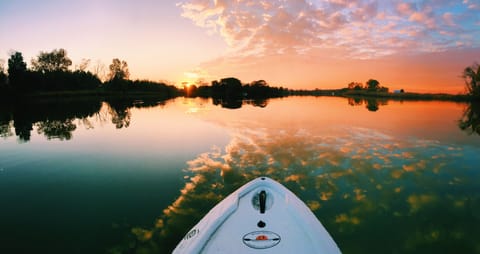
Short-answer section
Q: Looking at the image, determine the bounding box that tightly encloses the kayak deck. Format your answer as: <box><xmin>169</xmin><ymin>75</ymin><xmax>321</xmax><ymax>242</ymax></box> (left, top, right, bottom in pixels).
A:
<box><xmin>174</xmin><ymin>177</ymin><xmax>340</xmax><ymax>253</ymax></box>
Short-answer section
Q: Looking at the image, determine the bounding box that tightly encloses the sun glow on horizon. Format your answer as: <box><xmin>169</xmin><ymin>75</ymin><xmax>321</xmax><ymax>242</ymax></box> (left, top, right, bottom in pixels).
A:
<box><xmin>0</xmin><ymin>0</ymin><xmax>480</xmax><ymax>93</ymax></box>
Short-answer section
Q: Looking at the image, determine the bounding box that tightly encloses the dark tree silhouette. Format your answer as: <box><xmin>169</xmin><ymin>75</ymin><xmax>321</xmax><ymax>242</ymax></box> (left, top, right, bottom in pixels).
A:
<box><xmin>462</xmin><ymin>63</ymin><xmax>480</xmax><ymax>97</ymax></box>
<box><xmin>32</xmin><ymin>49</ymin><xmax>72</xmax><ymax>73</ymax></box>
<box><xmin>458</xmin><ymin>102</ymin><xmax>480</xmax><ymax>135</ymax></box>
<box><xmin>36</xmin><ymin>119</ymin><xmax>77</xmax><ymax>140</ymax></box>
<box><xmin>367</xmin><ymin>79</ymin><xmax>380</xmax><ymax>91</ymax></box>
<box><xmin>8</xmin><ymin>51</ymin><xmax>27</xmax><ymax>89</ymax></box>
<box><xmin>108</xmin><ymin>58</ymin><xmax>130</xmax><ymax>81</ymax></box>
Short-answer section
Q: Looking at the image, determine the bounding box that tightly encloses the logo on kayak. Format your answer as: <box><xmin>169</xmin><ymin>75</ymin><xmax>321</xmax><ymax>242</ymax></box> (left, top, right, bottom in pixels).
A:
<box><xmin>243</xmin><ymin>231</ymin><xmax>281</xmax><ymax>249</ymax></box>
<box><xmin>183</xmin><ymin>228</ymin><xmax>200</xmax><ymax>240</ymax></box>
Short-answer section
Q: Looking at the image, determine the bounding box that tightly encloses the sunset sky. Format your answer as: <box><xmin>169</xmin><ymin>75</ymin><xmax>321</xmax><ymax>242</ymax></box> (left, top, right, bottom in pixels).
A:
<box><xmin>0</xmin><ymin>0</ymin><xmax>480</xmax><ymax>93</ymax></box>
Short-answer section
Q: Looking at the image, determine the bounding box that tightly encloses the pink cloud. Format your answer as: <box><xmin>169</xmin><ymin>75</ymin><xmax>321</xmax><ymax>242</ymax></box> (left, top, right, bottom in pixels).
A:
<box><xmin>178</xmin><ymin>0</ymin><xmax>480</xmax><ymax>59</ymax></box>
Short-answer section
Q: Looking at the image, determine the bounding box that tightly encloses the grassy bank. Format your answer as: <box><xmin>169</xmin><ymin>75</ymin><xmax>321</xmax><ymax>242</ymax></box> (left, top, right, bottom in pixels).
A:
<box><xmin>335</xmin><ymin>90</ymin><xmax>474</xmax><ymax>102</ymax></box>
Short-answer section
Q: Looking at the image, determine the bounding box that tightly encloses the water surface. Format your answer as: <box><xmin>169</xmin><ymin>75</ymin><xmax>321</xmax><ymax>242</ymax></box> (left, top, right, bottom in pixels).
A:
<box><xmin>0</xmin><ymin>97</ymin><xmax>480</xmax><ymax>253</ymax></box>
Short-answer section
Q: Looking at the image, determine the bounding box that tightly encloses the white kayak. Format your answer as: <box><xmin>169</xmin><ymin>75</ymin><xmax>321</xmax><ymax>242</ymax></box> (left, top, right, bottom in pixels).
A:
<box><xmin>173</xmin><ymin>177</ymin><xmax>341</xmax><ymax>254</ymax></box>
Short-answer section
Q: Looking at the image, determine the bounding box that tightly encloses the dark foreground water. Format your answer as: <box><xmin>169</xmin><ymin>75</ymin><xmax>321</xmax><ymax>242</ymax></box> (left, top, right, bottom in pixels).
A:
<box><xmin>0</xmin><ymin>97</ymin><xmax>480</xmax><ymax>253</ymax></box>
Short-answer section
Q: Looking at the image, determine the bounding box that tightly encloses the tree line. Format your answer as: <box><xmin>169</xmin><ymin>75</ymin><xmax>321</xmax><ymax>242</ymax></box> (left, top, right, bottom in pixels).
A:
<box><xmin>0</xmin><ymin>49</ymin><xmax>179</xmax><ymax>97</ymax></box>
<box><xmin>0</xmin><ymin>48</ymin><xmax>480</xmax><ymax>100</ymax></box>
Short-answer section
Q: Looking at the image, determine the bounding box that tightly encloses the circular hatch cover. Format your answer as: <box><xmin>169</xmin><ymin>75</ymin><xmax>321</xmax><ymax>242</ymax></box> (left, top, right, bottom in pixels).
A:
<box><xmin>243</xmin><ymin>231</ymin><xmax>281</xmax><ymax>249</ymax></box>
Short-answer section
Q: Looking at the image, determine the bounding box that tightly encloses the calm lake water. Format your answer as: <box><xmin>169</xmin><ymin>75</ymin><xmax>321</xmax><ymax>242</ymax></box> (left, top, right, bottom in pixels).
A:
<box><xmin>0</xmin><ymin>97</ymin><xmax>480</xmax><ymax>253</ymax></box>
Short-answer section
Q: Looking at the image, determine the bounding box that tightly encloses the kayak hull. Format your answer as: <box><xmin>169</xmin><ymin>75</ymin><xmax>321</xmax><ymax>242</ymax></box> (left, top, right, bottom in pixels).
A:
<box><xmin>173</xmin><ymin>177</ymin><xmax>340</xmax><ymax>254</ymax></box>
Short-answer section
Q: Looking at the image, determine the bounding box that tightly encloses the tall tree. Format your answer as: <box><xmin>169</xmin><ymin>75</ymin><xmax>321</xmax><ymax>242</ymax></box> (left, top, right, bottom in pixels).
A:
<box><xmin>8</xmin><ymin>51</ymin><xmax>27</xmax><ymax>86</ymax></box>
<box><xmin>109</xmin><ymin>58</ymin><xmax>130</xmax><ymax>80</ymax></box>
<box><xmin>32</xmin><ymin>49</ymin><xmax>72</xmax><ymax>73</ymax></box>
<box><xmin>367</xmin><ymin>79</ymin><xmax>380</xmax><ymax>91</ymax></box>
<box><xmin>463</xmin><ymin>63</ymin><xmax>480</xmax><ymax>97</ymax></box>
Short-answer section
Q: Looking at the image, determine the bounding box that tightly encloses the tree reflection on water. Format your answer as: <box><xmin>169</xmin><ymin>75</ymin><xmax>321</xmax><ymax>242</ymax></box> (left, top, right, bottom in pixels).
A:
<box><xmin>0</xmin><ymin>97</ymin><xmax>166</xmax><ymax>142</ymax></box>
<box><xmin>123</xmin><ymin>128</ymin><xmax>480</xmax><ymax>253</ymax></box>
<box><xmin>458</xmin><ymin>102</ymin><xmax>480</xmax><ymax>135</ymax></box>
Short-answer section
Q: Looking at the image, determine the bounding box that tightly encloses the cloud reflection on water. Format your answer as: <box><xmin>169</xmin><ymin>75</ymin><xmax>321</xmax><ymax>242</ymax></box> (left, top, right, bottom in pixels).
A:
<box><xmin>128</xmin><ymin>125</ymin><xmax>480</xmax><ymax>253</ymax></box>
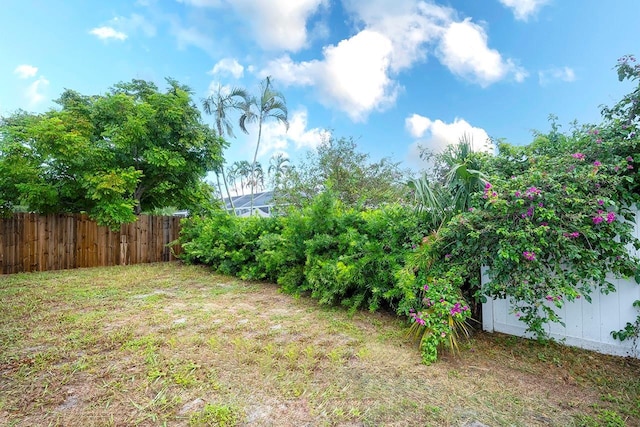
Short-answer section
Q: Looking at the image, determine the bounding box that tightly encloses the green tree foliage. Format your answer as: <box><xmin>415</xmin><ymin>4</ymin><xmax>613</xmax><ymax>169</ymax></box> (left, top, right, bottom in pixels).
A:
<box><xmin>404</xmin><ymin>58</ymin><xmax>640</xmax><ymax>348</ymax></box>
<box><xmin>276</xmin><ymin>138</ymin><xmax>409</xmax><ymax>208</ymax></box>
<box><xmin>240</xmin><ymin>76</ymin><xmax>289</xmax><ymax>214</ymax></box>
<box><xmin>408</xmin><ymin>136</ymin><xmax>489</xmax><ymax>230</ymax></box>
<box><xmin>0</xmin><ymin>79</ymin><xmax>226</xmax><ymax>227</ymax></box>
<box><xmin>181</xmin><ymin>192</ymin><xmax>425</xmax><ymax>310</ymax></box>
<box><xmin>202</xmin><ymin>84</ymin><xmax>250</xmax><ymax>213</ymax></box>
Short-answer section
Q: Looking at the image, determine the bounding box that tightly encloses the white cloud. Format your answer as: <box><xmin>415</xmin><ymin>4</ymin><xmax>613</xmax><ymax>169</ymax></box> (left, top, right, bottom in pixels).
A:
<box><xmin>262</xmin><ymin>30</ymin><xmax>398</xmax><ymax>121</ymax></box>
<box><xmin>438</xmin><ymin>18</ymin><xmax>527</xmax><ymax>87</ymax></box>
<box><xmin>538</xmin><ymin>67</ymin><xmax>576</xmax><ymax>86</ymax></box>
<box><xmin>171</xmin><ymin>21</ymin><xmax>215</xmax><ymax>53</ymax></box>
<box><xmin>178</xmin><ymin>0</ymin><xmax>329</xmax><ymax>52</ymax></box>
<box><xmin>109</xmin><ymin>13</ymin><xmax>156</xmax><ymax>37</ymax></box>
<box><xmin>404</xmin><ymin>114</ymin><xmax>431</xmax><ymax>138</ymax></box>
<box><xmin>13</xmin><ymin>64</ymin><xmax>38</xmax><ymax>79</ymax></box>
<box><xmin>178</xmin><ymin>0</ymin><xmax>223</xmax><ymax>7</ymax></box>
<box><xmin>252</xmin><ymin>0</ymin><xmax>528</xmax><ymax>121</ymax></box>
<box><xmin>250</xmin><ymin>109</ymin><xmax>331</xmax><ymax>158</ymax></box>
<box><xmin>500</xmin><ymin>0</ymin><xmax>549</xmax><ymax>21</ymax></box>
<box><xmin>25</xmin><ymin>76</ymin><xmax>49</xmax><ymax>107</ymax></box>
<box><xmin>343</xmin><ymin>0</ymin><xmax>455</xmax><ymax>72</ymax></box>
<box><xmin>209</xmin><ymin>58</ymin><xmax>244</xmax><ymax>79</ymax></box>
<box><xmin>89</xmin><ymin>26</ymin><xmax>127</xmax><ymax>40</ymax></box>
<box><xmin>405</xmin><ymin>114</ymin><xmax>492</xmax><ymax>166</ymax></box>
<box><xmin>230</xmin><ymin>0</ymin><xmax>328</xmax><ymax>52</ymax></box>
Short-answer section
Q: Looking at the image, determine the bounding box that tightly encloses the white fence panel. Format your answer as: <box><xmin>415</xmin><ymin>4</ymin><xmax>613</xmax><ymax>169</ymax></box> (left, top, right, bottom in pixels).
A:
<box><xmin>482</xmin><ymin>207</ymin><xmax>640</xmax><ymax>358</ymax></box>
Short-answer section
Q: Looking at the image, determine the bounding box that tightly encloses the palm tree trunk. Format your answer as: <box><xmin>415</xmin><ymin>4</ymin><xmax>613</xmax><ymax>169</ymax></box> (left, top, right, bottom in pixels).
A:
<box><xmin>218</xmin><ymin>165</ymin><xmax>236</xmax><ymax>215</ymax></box>
<box><xmin>216</xmin><ymin>171</ymin><xmax>224</xmax><ymax>209</ymax></box>
<box><xmin>249</xmin><ymin>115</ymin><xmax>262</xmax><ymax>215</ymax></box>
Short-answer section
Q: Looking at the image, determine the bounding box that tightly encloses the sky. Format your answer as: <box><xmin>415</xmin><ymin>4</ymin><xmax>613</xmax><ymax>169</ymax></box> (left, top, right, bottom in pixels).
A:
<box><xmin>0</xmin><ymin>0</ymin><xmax>640</xmax><ymax>174</ymax></box>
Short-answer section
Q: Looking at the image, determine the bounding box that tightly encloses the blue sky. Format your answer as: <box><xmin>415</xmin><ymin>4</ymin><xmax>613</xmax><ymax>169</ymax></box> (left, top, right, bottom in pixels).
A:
<box><xmin>0</xmin><ymin>0</ymin><xmax>640</xmax><ymax>173</ymax></box>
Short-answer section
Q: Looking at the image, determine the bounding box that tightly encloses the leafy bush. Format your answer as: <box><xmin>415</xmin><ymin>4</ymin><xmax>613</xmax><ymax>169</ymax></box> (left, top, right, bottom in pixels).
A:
<box><xmin>182</xmin><ymin>192</ymin><xmax>425</xmax><ymax>310</ymax></box>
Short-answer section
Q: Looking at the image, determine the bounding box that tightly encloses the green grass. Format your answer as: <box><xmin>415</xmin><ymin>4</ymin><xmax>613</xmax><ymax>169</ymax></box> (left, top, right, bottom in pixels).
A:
<box><xmin>0</xmin><ymin>263</ymin><xmax>640</xmax><ymax>426</ymax></box>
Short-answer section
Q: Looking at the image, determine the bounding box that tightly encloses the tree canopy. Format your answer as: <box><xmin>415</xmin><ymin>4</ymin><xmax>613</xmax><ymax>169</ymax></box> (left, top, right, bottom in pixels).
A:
<box><xmin>0</xmin><ymin>79</ymin><xmax>226</xmax><ymax>227</ymax></box>
<box><xmin>276</xmin><ymin>138</ymin><xmax>409</xmax><ymax>208</ymax></box>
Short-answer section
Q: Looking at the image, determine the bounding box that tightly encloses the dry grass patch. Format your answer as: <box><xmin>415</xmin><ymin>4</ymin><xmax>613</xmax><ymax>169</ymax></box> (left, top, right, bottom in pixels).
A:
<box><xmin>0</xmin><ymin>263</ymin><xmax>640</xmax><ymax>426</ymax></box>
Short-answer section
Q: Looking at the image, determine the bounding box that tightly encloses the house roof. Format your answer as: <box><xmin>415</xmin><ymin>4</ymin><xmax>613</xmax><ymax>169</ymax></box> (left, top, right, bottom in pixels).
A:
<box><xmin>225</xmin><ymin>191</ymin><xmax>273</xmax><ymax>209</ymax></box>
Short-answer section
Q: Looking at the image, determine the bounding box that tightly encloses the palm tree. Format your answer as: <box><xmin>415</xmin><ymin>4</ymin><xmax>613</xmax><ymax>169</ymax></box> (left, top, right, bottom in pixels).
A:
<box><xmin>267</xmin><ymin>153</ymin><xmax>289</xmax><ymax>203</ymax></box>
<box><xmin>202</xmin><ymin>84</ymin><xmax>249</xmax><ymax>214</ymax></box>
<box><xmin>251</xmin><ymin>162</ymin><xmax>264</xmax><ymax>191</ymax></box>
<box><xmin>232</xmin><ymin>160</ymin><xmax>251</xmax><ymax>196</ymax></box>
<box><xmin>240</xmin><ymin>77</ymin><xmax>289</xmax><ymax>212</ymax></box>
<box><xmin>408</xmin><ymin>135</ymin><xmax>488</xmax><ymax>230</ymax></box>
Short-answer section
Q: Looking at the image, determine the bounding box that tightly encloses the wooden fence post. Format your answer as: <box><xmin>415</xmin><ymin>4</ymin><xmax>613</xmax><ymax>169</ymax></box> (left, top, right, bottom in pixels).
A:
<box><xmin>120</xmin><ymin>234</ymin><xmax>129</xmax><ymax>265</ymax></box>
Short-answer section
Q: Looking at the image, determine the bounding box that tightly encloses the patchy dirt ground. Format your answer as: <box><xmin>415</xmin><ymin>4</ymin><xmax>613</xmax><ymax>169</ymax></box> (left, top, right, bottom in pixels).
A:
<box><xmin>0</xmin><ymin>263</ymin><xmax>640</xmax><ymax>426</ymax></box>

#####

→ **Problem description**:
Select and copy every line of the records above that contains the word "lake". Case counts when matching.

→ **Solution**:
Q: Looking at the image, determine the bounding box that tightly encloses the calm lake water. Format your answer as: <box><xmin>169</xmin><ymin>75</ymin><xmax>321</xmax><ymax>242</ymax></box> (left, top, right, bottom in pixels).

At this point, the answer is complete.